## Requirement
Please write out the listing exactly, with nothing altered.

-------- Records for the exercise

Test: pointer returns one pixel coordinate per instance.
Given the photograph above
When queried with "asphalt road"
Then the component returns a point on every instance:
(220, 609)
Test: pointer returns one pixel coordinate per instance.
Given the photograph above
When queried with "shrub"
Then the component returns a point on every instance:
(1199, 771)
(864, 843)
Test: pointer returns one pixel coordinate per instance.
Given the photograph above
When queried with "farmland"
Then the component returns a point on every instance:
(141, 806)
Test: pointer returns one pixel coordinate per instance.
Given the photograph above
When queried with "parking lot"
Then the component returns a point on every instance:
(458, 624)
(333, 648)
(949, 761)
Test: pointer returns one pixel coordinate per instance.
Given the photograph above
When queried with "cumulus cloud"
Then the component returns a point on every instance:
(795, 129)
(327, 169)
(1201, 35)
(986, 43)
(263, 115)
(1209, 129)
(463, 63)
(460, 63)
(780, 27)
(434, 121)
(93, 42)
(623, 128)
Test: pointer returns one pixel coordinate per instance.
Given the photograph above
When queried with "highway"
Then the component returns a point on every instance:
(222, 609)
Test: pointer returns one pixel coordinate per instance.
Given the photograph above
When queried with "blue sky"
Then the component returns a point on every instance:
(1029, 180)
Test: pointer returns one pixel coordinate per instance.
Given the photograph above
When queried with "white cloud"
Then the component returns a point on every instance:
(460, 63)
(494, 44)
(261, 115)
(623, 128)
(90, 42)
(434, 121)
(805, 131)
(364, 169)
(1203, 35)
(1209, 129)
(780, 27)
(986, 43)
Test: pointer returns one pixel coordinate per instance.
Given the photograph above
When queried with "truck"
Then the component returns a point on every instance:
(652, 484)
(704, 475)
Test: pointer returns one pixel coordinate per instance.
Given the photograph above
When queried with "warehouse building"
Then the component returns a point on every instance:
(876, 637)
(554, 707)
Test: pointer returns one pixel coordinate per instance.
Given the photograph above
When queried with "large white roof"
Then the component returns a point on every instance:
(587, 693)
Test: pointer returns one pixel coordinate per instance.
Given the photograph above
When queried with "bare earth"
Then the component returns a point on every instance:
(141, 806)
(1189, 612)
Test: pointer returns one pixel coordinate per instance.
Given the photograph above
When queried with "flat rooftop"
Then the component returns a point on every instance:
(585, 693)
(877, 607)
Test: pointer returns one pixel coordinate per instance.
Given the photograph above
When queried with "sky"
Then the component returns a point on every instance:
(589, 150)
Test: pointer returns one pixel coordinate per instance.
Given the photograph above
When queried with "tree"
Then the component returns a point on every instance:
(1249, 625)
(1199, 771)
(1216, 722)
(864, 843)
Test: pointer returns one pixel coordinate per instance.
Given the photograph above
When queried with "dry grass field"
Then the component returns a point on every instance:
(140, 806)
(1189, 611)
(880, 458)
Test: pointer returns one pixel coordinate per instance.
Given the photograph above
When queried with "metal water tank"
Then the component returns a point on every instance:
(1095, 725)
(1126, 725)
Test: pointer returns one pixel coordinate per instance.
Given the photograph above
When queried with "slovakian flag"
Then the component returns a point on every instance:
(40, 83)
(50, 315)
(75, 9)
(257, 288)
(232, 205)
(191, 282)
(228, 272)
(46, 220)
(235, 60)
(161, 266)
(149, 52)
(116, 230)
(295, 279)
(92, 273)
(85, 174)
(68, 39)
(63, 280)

----------------

## Response for this exercise
Test: pointer returns one pixel coordinate per instance.
Given the photograph above
When queried with "asphalt road"
Then the component returns a point on every instance:
(220, 609)
Test: pointer returns one pixel coordinate per instance.
Given the photograph above
When queried with "shrub"
Then the component returns a point on every instance:
(1199, 771)
(864, 843)
Test: pointer returns one pixel coordinate per instance.
Given the photograph above
When queried with "farmland"
Then the component returns a point on every instance:
(141, 806)
Test: pointer returns one pixel coordinate per instance.
Given the photograph above
When queried with "parking lot"
Then the component returns a point on every instance:
(458, 624)
(333, 648)
(949, 761)
Test: pointer returns one pixel coordinate per instance.
Given the photograph above
When queried with "cumulus cloud"
Then the component returns a point on every instance:
(795, 129)
(327, 169)
(1201, 35)
(986, 43)
(263, 115)
(1209, 129)
(463, 63)
(460, 63)
(780, 27)
(434, 121)
(93, 42)
(623, 128)
Test: pointer returns one pixel coordinate per instance.
Given the photograph above
When queried with "highway"
Then the component returns a point on every instance:
(222, 609)
Test: pointer returns one pixel coordinate per instance.
Given the photograph above
When queried with "blue sky"
Then the component returns a point on every instance:
(1029, 180)
Test: pointer returns one pixel coordinate per instance.
Given the photograph above
When queried with "white cloud"
Then the component returns a point on every instance:
(460, 63)
(494, 44)
(261, 115)
(623, 128)
(90, 42)
(434, 121)
(805, 131)
(364, 169)
(1203, 35)
(1209, 129)
(780, 27)
(986, 43)
Test: pointer returns one pixel coordinate per instance.
Given the photograph above
When queried with "truck"
Then the component returns a point on every instance:
(652, 484)
(704, 475)
Test: pointer returns one pixel coordinate per instance.
Given the photograph above
When queried with "warehouse building"
Then the component returns a point on every instance:
(876, 637)
(554, 707)
Test: pointer returns one pixel coordinate per instance.
Given the photograph above
When queried with "large white roof"
Then the component returns a point on every instance:
(587, 693)
Test: pointer returns one pixel coordinate per instance.
Given the photograph above
When queried with "bare earth"
Then the component returns a point on every instance:
(141, 806)
(1189, 612)
Test: pointer returns one pixel coordinate per instance.
Given the photograph above
When queried with "flat rooftop"
Then the component returns a point on every instance:
(585, 693)
(877, 607)
Test: pointer returns one pixel coordinate per instance.
Given the photograph above
When queried with "sky"
Then the component returns a point on every instance:
(589, 150)
Test: pointer returns one pixel coordinate per instance.
Given the photograph above
When queried with "tree"
Then the component returns a point on every instance:
(1249, 625)
(1199, 771)
(1216, 722)
(864, 843)
Test: pointer returns one pixel coordinate per instance.
Given the photograph above
When queried with "dry grass field"
Then the component returns a point on every instance:
(140, 806)
(1189, 611)
(880, 458)
Test: pointer returns one pixel coordinate per instance.
Given the photograph above
When queried with "metal water tank"
Then the component returns a point on every instance:
(1095, 725)
(1126, 725)
Test: pointer returns one pixel coordinate per instance.
Given the photograph above
When queried with "slovakian flag"
Then the component returns a point on every instance:
(40, 83)
(50, 315)
(75, 9)
(257, 288)
(232, 205)
(191, 282)
(228, 272)
(46, 220)
(235, 60)
(161, 266)
(149, 52)
(116, 230)
(295, 279)
(92, 273)
(85, 174)
(68, 39)
(63, 280)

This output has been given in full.